*SUPPLIED TEXT*:

The labor strike was unsuccessful, and the miners went back to work within a couple of months. The national Knights of Labor organization refused to support the Carbon strike and the hold out by white miners in Rock Springs following the Rock Springs Riot. The organization avoided supporting the miners along the Union Pacific Railroad, because it did not want to be seen as condoning the violence at Rock Springs. When the Union Pacific Coal Department reopened the mines, it fired 45 white miners connected to the violence.

Arrests
After the riot in Rock Springs, sixteen men were arrested, including Isaiah Washington, a member-elect to the territorial legislature. The men were taken to jail in Green River, where they were held until after a Sweetwater County grand jury refused to bring indictments. In explaining its decision, the grand jury declared that there was no cause for legal action, stating, in part: "We have diligently inquired into the occurrence at Rock Springs. ... [T]hough we have examined a large number of witnesses, no one has been able to testify to a single criminal act committed by any known white person that day."

Those arrested as suspects in the riot were released a little more than a month later, on October 7, 1885. On their release, they were "...met ... by several hundred men, women and children, and treated to a regular ovation", according to The New York Times. The defendants in the Rock Springs case enjoyed the same broad community consent that lynch mobs often received. No person or persons were ever convicted in the violence at Rock Springs.

Diplomatic and political issues

After the riot, the U.S. government hesitated to make amends to the Chinese for the massacre. In China, the governor-general of the Guangdong region suggested that Americans in China might be the target of revenge for the events in Rock Springs. The American envoy to China, Charles Harvey Denby, and others in the diplomatic corps reported rising anti-American sentiment in Hong Kong and in Canton, Guangdong, following the riot. American diplomats warned their government that the backlash from the massacre could ruin U.S. trade with China; they also reported that British merchants and newspapers in China were encouraging the Chinese to "stand up for their oppressed countrymen in America." Denby advised that U.S. Secretary of State Thomas Bayard obtain compensation for the victims of the massacre.

The United States government agreed to pay compensation for the damaged property but not for the actual victims of the massacre, although Bayard was inclined to resist the requests for payments. In a letter to the minister of China's Washington legation dated February 18, 1886, he expressed a personal view that the violence against Chinese immigrants was precipitated by their resistance to cultural assimilation, and that racism against Chinese was typically found among other immigrants rather than the majority of the populace: Denby's predictions caused Bayard to seek a Congressionally appropriated indemnity. At Bayard's urging, the U.S. Congress provided US$147,748.74 as an indemnity. The compensation was made as a monetary gift and not as a legal decree of responsibility for the massacre and the outcome amounted to a minor diplomatic victory for China.

Correspondence between Wyoming's territorial Governor, Francis Warren, and Union Pacific officials during Warren's term in office indicate that he petitioned the company for years to clear the titles on land he owned. He condemned the riot as "the most brutal and damnable outrage that ever occurred in any country."

Reaction
After the riot, rhetoric and reaction came from publications and key political figures concerning the events. The New York Times blasted the city of Rock Springs in the first of at least two editorials on the topic, stating, "the appropriate fate for a community of this kind would be that of Sodom and Gomorrah". In another Times editorial on November 10, 1885, the paper continued to assail not only the residents of Rock Springs who were involved in the violence, but those who stood by and let the mob continue its behavior. Newspapers in Wyoming, such as the Cheyenne Tribune and the Laramie Boomerang, reacted with sympathy toward the white miners. The Boomerang stated it "regretted" the riot but found extenuating circumstances surrounding the violence.

*EXTRACTED DATA*:
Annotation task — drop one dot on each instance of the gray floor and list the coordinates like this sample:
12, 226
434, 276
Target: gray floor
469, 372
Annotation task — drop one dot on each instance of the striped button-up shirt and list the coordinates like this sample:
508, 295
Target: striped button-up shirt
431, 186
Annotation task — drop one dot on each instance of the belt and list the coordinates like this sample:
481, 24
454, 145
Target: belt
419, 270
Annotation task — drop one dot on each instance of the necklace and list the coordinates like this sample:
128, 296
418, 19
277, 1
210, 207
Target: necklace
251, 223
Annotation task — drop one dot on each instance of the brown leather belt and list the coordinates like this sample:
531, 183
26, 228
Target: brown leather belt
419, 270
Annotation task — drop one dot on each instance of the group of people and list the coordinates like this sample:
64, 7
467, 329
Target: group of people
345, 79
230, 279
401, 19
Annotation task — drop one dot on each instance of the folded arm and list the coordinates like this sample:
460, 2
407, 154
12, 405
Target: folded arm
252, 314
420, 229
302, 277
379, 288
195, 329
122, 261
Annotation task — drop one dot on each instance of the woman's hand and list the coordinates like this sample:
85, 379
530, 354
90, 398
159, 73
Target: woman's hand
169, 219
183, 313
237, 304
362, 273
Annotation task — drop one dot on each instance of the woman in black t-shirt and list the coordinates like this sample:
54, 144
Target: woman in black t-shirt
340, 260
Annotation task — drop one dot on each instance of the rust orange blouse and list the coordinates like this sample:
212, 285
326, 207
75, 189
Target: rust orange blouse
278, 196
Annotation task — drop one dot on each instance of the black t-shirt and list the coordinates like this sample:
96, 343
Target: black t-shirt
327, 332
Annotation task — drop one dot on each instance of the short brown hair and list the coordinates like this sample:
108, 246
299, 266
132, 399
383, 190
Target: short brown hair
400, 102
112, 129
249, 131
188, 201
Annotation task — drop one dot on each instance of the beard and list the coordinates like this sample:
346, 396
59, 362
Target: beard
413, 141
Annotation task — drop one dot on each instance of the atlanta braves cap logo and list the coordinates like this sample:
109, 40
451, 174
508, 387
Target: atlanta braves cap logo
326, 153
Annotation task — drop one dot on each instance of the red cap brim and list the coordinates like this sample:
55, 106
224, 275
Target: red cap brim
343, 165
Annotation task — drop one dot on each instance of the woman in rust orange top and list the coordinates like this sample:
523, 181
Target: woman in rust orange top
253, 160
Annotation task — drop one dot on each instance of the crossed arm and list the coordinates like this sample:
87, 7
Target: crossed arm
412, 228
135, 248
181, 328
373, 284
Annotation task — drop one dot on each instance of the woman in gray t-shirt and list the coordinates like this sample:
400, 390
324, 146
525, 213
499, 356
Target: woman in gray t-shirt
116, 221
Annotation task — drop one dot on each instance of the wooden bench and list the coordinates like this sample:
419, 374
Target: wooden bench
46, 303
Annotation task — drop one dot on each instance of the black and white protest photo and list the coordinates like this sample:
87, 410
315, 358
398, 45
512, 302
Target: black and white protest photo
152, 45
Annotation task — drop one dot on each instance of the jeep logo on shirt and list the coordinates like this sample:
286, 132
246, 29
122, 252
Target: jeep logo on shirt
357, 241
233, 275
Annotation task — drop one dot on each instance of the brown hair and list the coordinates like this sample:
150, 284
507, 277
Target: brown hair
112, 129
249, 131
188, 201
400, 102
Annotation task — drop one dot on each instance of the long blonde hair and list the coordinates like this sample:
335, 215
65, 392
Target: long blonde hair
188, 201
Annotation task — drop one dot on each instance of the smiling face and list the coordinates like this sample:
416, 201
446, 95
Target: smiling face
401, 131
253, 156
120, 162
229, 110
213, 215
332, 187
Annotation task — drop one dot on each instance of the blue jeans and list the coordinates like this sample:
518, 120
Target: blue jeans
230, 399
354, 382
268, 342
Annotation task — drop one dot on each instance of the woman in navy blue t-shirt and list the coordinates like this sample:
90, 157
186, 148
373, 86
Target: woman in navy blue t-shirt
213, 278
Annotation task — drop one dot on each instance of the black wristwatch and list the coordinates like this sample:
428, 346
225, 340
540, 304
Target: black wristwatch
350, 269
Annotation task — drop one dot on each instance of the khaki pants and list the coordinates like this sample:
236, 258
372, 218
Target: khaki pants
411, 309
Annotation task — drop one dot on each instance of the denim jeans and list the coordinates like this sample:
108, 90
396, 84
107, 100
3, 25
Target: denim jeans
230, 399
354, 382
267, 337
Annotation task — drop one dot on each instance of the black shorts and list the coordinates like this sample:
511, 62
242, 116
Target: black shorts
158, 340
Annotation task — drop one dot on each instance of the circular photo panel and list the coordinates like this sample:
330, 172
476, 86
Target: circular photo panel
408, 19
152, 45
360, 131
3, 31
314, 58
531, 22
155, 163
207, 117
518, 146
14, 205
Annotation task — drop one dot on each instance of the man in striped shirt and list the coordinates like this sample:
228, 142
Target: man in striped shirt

*YOUR OBJECTIVE*:
Could you repeat the Rock Springs riot passage above word for word, between "Those arrested as" and "in the violence at Rock Springs.", inclusive?

*SOLUTION*:
Those arrested as suspects in the riot were released a little more than a month later, on October 7, 1885. On their release, they were "...met ... by several hundred men, women and children, and treated to a regular ovation", according to The New York Times. The defendants in the Rock Springs case enjoyed the same broad community consent that lynch mobs often received. No person or persons were ever convicted in the violence at Rock Springs.